- **Exercise brief**
Transcribe the full listing below exactly.

- **Entries shown**
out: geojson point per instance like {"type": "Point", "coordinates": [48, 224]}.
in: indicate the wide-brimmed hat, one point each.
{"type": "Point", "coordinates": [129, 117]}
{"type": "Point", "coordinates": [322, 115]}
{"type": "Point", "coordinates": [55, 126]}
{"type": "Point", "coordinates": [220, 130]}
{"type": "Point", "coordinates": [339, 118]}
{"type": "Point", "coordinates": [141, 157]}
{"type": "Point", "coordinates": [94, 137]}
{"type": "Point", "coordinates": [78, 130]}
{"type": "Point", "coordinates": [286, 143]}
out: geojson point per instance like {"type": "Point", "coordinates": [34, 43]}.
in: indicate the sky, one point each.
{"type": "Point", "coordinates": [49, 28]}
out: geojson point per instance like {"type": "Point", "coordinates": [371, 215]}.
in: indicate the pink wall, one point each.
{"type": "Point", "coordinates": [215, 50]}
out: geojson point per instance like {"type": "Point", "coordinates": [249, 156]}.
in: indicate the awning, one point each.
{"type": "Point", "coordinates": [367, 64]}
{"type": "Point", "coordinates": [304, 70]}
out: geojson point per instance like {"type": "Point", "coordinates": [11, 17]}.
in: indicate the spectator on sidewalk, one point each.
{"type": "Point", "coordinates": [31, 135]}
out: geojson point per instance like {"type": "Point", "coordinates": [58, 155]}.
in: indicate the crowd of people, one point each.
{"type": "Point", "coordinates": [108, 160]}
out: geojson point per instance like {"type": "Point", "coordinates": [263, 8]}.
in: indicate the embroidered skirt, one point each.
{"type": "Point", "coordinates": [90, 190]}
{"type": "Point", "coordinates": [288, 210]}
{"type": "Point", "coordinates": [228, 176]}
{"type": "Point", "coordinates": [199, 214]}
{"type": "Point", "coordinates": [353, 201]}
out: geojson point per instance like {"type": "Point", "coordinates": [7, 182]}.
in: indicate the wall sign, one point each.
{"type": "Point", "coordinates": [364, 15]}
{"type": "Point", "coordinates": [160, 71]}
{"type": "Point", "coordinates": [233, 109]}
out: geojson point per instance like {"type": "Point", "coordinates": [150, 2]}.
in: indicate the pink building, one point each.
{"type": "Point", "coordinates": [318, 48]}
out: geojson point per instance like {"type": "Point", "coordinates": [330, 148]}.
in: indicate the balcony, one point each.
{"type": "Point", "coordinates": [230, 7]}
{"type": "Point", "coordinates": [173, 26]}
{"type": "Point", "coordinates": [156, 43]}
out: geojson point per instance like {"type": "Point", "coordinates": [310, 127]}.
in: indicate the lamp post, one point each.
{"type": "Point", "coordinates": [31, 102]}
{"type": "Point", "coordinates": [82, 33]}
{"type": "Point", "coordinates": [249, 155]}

- **Finished answer**
out: geojson point per instance like {"type": "Point", "coordinates": [48, 224]}.
in: indicate the wide-brimmed hat, one point each.
{"type": "Point", "coordinates": [129, 117]}
{"type": "Point", "coordinates": [322, 115]}
{"type": "Point", "coordinates": [55, 126]}
{"type": "Point", "coordinates": [220, 130]}
{"type": "Point", "coordinates": [339, 118]}
{"type": "Point", "coordinates": [141, 157]}
{"type": "Point", "coordinates": [94, 137]}
{"type": "Point", "coordinates": [78, 130]}
{"type": "Point", "coordinates": [286, 143]}
out: geojson point per instance like {"type": "Point", "coordinates": [34, 43]}.
in: indicate the sky, one point each.
{"type": "Point", "coordinates": [49, 28]}
out: geojson point per instance like {"type": "Point", "coordinates": [371, 215]}.
in: indicate the pink wall, one point each.
{"type": "Point", "coordinates": [215, 50]}
out: geojson point per instance like {"type": "Point", "coordinates": [249, 156]}.
in: indicate the awning, one point each.
{"type": "Point", "coordinates": [367, 64]}
{"type": "Point", "coordinates": [304, 70]}
out: geojson point per instance like {"type": "Point", "coordinates": [11, 17]}.
in: indicate the spectator on sidewalk, one point each.
{"type": "Point", "coordinates": [31, 135]}
out: geojson point per instance like {"type": "Point", "coordinates": [58, 155]}.
in: indicate the crowd of people, one point each.
{"type": "Point", "coordinates": [108, 160]}
out: geojson point per instance like {"type": "Point", "coordinates": [263, 8]}.
in: indicate the embroidered skirt, one point each.
{"type": "Point", "coordinates": [90, 190]}
{"type": "Point", "coordinates": [288, 210]}
{"type": "Point", "coordinates": [228, 176]}
{"type": "Point", "coordinates": [199, 214]}
{"type": "Point", "coordinates": [353, 201]}
out: geojson point per instance like {"type": "Point", "coordinates": [7, 182]}.
in: indicate the wall sign, one point each.
{"type": "Point", "coordinates": [364, 15]}
{"type": "Point", "coordinates": [160, 71]}
{"type": "Point", "coordinates": [233, 109]}
out: geojson point per instance like {"type": "Point", "coordinates": [150, 2]}.
in: indicate the pink building, one point each.
{"type": "Point", "coordinates": [318, 48]}
out: geojson point per instance like {"type": "Point", "coordinates": [330, 148]}.
in: indicate the balcony, one point each.
{"type": "Point", "coordinates": [230, 7]}
{"type": "Point", "coordinates": [173, 26]}
{"type": "Point", "coordinates": [156, 43]}
out: geojson point per instance like {"type": "Point", "coordinates": [310, 127]}.
in: indicate the lamp post, one point each.
{"type": "Point", "coordinates": [31, 102]}
{"type": "Point", "coordinates": [82, 33]}
{"type": "Point", "coordinates": [249, 155]}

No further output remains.